_Exercise data_:
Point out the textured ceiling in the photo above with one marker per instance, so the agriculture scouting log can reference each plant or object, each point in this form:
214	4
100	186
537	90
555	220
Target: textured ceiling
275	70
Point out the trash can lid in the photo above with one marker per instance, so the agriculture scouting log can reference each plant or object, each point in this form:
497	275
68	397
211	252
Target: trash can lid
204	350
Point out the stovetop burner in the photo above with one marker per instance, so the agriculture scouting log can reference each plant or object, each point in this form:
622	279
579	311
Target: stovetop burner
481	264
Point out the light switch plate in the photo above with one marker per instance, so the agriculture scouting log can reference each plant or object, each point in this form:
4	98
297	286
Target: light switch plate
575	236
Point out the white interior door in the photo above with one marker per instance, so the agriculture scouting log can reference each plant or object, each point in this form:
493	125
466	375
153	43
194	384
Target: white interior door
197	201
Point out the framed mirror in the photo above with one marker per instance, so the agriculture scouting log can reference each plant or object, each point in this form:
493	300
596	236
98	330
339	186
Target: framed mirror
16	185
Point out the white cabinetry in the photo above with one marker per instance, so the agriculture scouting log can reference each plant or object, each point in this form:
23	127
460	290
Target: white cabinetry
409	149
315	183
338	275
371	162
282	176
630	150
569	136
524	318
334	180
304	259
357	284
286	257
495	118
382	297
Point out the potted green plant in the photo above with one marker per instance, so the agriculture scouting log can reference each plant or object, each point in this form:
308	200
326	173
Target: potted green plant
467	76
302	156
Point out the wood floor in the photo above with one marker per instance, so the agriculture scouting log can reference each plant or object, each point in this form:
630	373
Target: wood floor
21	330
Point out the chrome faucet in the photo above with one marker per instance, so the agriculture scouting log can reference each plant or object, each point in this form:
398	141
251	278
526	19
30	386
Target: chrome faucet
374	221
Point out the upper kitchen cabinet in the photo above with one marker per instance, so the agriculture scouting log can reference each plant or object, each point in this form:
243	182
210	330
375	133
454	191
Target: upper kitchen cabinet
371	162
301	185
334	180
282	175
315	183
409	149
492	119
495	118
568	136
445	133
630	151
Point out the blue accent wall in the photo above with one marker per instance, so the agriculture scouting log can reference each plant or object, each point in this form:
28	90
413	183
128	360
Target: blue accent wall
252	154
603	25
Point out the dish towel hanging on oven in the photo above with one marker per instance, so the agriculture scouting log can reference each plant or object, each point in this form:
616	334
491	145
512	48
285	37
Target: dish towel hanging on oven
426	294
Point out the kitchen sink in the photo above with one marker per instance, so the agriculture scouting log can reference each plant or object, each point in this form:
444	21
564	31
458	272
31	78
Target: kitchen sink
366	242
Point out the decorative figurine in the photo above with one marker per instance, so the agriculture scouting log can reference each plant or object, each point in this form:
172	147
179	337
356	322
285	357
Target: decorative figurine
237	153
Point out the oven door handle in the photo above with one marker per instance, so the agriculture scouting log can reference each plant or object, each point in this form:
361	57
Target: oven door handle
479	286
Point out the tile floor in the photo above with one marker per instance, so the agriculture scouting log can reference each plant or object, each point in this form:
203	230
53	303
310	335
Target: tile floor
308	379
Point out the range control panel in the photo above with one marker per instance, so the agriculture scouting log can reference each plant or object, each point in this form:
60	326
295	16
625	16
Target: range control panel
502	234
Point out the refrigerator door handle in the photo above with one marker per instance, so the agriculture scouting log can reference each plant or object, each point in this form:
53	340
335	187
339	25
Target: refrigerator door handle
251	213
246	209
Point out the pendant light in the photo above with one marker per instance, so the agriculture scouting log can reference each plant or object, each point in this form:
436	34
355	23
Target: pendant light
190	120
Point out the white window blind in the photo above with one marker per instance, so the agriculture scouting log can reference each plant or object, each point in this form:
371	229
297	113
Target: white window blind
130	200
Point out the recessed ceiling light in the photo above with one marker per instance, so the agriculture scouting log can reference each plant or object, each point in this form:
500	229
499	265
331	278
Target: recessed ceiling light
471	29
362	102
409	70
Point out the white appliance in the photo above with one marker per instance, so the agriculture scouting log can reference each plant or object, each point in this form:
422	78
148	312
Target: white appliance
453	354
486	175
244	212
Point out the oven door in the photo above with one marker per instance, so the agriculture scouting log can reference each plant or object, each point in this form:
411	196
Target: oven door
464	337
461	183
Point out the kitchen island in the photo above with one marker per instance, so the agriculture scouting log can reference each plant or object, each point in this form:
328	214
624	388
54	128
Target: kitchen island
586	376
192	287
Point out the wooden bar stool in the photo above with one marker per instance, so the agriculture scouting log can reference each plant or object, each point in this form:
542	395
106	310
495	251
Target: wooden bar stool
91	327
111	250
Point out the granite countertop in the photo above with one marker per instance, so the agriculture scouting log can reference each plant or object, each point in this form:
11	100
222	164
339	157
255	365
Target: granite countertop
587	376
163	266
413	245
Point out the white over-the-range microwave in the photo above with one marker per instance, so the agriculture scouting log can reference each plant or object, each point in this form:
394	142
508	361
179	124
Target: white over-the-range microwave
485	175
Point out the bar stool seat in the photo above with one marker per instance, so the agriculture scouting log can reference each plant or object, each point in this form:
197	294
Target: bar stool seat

_Required action_:
Write the entries out again, exactly and completely.

_Answer_:
Point out the textured ceiling in the photo above with one marker per instance, so the agriculture scouting log can reference each plant or object, each point in this form:
214	4
100	186
537	90
555	220
Target: textured ceiling
275	70
Point out the trash can lid in the photo above with one marker per instance, so the agriculture scouting log can reference each plant or object, each point in this form:
497	275
68	397
211	252
Target: trash can lid
204	350
Point out the stovetop burner in the photo above with one marker per instance, so the agriculture scouting log can reference each plant or object, each point in this form:
622	279
579	311
Target: stovetop burner
481	264
Point out the light switch plate in the photo above with one marker per instance, so the agriculture scouting log can reference each plant or object, each point in this form:
4	98
297	286
Target: light switch plate
575	236
Point out the white interior door in the photo above with one marker per instance, so the agriculture scouting log can reference each plant or object, each point in this form:
493	125
466	375
153	43
194	384
Target: white interior door
197	201
Point out the framed mirror in the photo above with one marker per instance, so the agriculture scouting log can reference each plant or object, each point in this form:
493	300
596	236
98	330
339	186
Target: framed mirror
16	185
Point out the white cabinetry in the photo above with one marker per instance, so the agriculture scouting log can reference each plant or object, each point in this form:
23	127
460	290
Target: white cabinetry
409	149
315	183
338	275
371	162
282	176
630	150
569	136
524	318
334	180
304	259
357	284
286	257
495	118
382	297
Point out the potted green plant in the photo above with one marker per instance, so the agriculture scouting log can reference each plant or object, each point in this form:
308	200
326	173
Target: potted green plant
467	76
302	156
Point out the wood floor in the photo above with one marker per instance, so the agriculture scouting log can reference each plant or object, each point in this form:
630	373
Target: wood floor
21	330
Point out the chrome faucet in the photo above with one marker per instance, so the agriculture scouting log can reference each plant or object, each point in this form:
398	141
251	278
526	19
30	386
Target: chrome faucet
374	221
Point out the upper kitchen cabinet in the photo above with one marker per instance, so the agriculture scouting log can reference each plant or object, each point in this form:
243	182
210	330
375	133
454	191
Target: upper kitchen cabinet
371	162
301	185
334	180
282	175
315	183
409	149
492	119
495	118
568	136
445	133
630	151
Point out the blue accent wall in the photo above with one marker per instance, so the agriculture scouting log can reference each plant or object, each point in this form:
28	90
413	183
128	360
Target: blue accent wall
252	154
603	25
Point out the dish towel hanging on oven in the photo above with one marker per instance, so the agriculture scouting log can reference each plant or object, each point in this form:
616	334
491	145
512	48
285	37
Target: dish towel hanging on oven
426	294
Point out the kitchen sink in the photo above with one marker per instance, so the agriculture scouting log can reference each plant or object, each point in this form:
444	21
564	31
458	272
31	78
Target: kitchen sink
366	242
Point out the decorative figurine in the photo above with one marker per instance, so the agriculture scouting log can reference each plant or object, each point in this form:
172	147
179	337
356	322
285	357
Target: decorative figurine
237	153
Point out the oven door handle in the photo above with one marker per instance, so the agriculture scouting log can reference each plant or object, each point in this form:
361	57
Target: oven door handle
479	286
Point out the tile floor in the photo above with one marker per instance, so the agriculture scouting log can reference each plant or object, each point in this form:
203	230
53	303
310	335
Target: tile floor
308	379
Point out the range control panel in the photo above with one marker per instance, so the agriculture scouting log can reference each plant or object, each point in this form:
60	326
295	16
625	16
Target: range control panel
502	234
Point out the refrigerator door handle in the photo above with one marker per instance, so the agriculture scouting log can reference each plant or object, each point in this form:
53	340
335	187
339	25
Target: refrigerator door handle
251	213
246	209
Point out the pendant light in the photo above with one marker per instance, so the agriculture scouting log can reference each plant or object, each point in this form:
436	34
355	23
Target: pendant light
190	120
Point out the white window blind in the photo above with one marker per instance, so the agriculture scouting log can reference each plant or object, each point in this form:
371	229
297	113
Target: white window blind
130	200
Point out the recessed ceiling light in the photo above with one marker per instance, so the agriculture scouting log can reference each plant or object, each point in this form:
500	229
499	265
331	278
Target: recessed ceiling light
471	29
362	102
409	70
Point out the white appliance in the photo above with one marker per instance, so the agriculture scouting log can reference each plant or object, each point in this form:
422	78
148	312
Target: white appliance
453	354
486	175
244	212
Point out the oven door in the photo above with one marker per instance, so the agriculture scouting log can reference each plant or object, each point in this form:
411	196
Target: oven door
464	337
461	183
Point out the kitchen island in the photo above with one marker per instance, so the agriculture scouting log can reference each plant or object, each point in this form:
328	214
624	388
54	128
Target: kitchen island
586	376
192	287
Point out the wooden bar stool in the photo above with one marker per instance, so the agriculture scouting log can reference each plant or object, each point in this form:
542	395
106	310
495	251
Target: wooden bar stool
91	327
111	250
Point out the granite countertop in the photo above with one marker per instance, so the agriculture scouting log can reference each plant or object, each point in this form:
11	100
222	164
339	157
255	365
Target: granite countertop
587	376
163	266
413	245
Point out the white over-the-range microwave in the photo above with one marker per instance, so the agriculture scouting log can reference each plant or object, each point in this form:
394	142
508	361
179	124
Target: white over-the-range microwave
485	175
Point out the bar stool seat in the photo above with one marker per instance, so the agriculture scouting log can reference each plant or object, each point in this form:
197	294
Target: bar stool seat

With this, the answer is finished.